Goal of the exercise: With pictures excluded, output exactly the lines that run from the first line of the data below through the line containing "Tag the orange".

Image-grounded pointing data:
--*--

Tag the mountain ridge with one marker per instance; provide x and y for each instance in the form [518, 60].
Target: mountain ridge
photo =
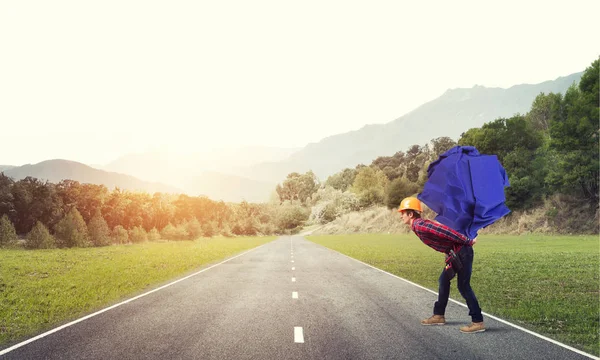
[451, 114]
[56, 170]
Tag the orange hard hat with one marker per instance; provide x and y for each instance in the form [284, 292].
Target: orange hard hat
[410, 203]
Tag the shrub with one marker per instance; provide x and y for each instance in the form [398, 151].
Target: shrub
[120, 235]
[291, 217]
[138, 234]
[39, 238]
[171, 232]
[399, 189]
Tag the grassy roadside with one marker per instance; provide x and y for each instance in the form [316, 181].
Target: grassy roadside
[40, 289]
[548, 284]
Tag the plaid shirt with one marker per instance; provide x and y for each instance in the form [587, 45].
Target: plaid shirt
[439, 237]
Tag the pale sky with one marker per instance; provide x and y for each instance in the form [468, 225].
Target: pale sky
[90, 81]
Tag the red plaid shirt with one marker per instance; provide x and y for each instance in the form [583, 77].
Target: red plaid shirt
[439, 237]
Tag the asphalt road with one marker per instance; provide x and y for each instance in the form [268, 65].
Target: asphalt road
[289, 299]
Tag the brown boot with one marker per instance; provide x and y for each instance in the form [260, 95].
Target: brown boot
[473, 328]
[434, 320]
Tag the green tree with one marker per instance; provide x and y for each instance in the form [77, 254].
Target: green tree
[153, 235]
[98, 230]
[194, 229]
[8, 235]
[543, 110]
[342, 180]
[298, 187]
[575, 136]
[120, 235]
[39, 238]
[72, 231]
[502, 136]
[291, 217]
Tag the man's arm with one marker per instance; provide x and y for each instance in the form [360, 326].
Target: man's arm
[453, 235]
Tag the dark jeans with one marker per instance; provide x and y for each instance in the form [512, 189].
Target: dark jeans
[464, 286]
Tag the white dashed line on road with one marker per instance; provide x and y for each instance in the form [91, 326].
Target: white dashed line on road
[298, 334]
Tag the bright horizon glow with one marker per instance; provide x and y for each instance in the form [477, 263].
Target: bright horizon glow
[91, 82]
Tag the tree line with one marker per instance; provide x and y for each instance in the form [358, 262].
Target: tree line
[40, 214]
[550, 151]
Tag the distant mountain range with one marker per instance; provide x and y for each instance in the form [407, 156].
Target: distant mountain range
[252, 173]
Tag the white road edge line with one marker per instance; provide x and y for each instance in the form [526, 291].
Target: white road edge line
[14, 347]
[486, 314]
[298, 334]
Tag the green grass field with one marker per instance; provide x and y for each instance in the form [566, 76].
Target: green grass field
[548, 284]
[40, 289]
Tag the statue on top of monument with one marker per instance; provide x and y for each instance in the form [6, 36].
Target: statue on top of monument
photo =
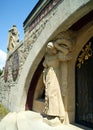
[13, 38]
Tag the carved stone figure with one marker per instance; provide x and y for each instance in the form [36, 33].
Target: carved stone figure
[57, 52]
[13, 38]
[53, 100]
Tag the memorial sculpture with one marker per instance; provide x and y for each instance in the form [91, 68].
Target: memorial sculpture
[56, 53]
[13, 38]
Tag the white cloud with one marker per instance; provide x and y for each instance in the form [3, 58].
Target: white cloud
[2, 59]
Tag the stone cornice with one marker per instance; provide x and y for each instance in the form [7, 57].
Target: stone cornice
[38, 13]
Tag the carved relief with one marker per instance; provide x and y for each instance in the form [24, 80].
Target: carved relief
[57, 52]
[52, 85]
[6, 72]
[86, 52]
[15, 65]
[13, 38]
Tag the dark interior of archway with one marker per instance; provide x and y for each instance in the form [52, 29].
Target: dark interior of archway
[82, 22]
[32, 87]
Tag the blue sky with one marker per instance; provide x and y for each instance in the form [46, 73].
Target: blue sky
[13, 12]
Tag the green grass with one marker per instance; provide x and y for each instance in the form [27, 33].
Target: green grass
[3, 111]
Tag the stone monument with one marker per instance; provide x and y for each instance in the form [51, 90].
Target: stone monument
[13, 38]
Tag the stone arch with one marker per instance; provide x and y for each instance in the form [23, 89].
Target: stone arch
[37, 53]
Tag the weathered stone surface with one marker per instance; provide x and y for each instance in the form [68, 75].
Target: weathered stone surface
[27, 120]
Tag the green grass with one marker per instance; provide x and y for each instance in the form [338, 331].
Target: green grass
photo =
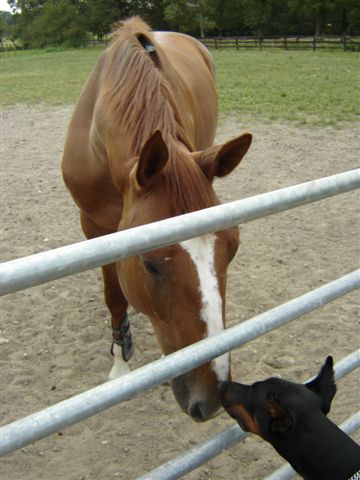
[51, 77]
[320, 88]
[311, 88]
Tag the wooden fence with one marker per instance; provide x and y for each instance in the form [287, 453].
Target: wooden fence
[346, 43]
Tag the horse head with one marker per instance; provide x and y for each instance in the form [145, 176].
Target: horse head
[181, 288]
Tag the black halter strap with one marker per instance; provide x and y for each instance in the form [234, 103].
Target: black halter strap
[122, 337]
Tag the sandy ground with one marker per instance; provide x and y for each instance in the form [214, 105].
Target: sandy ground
[55, 338]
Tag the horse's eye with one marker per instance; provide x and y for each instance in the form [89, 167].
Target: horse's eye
[151, 267]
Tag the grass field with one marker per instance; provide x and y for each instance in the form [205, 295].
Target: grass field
[311, 88]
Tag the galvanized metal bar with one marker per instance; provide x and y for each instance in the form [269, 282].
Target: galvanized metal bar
[286, 472]
[47, 266]
[86, 404]
[202, 453]
[196, 456]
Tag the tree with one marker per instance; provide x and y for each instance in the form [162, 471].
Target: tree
[190, 15]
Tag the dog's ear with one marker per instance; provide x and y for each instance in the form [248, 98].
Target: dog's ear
[323, 385]
[281, 421]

--*--

Result:
Tag the mountain ridge with one marker per instance; provide x and y for each instance in the form [518, 60].
Target: mountain ridge
photo =
[451, 114]
[56, 170]
Tag the orange hard hat with one marker per instance; provide x and y for each instance in the form [284, 292].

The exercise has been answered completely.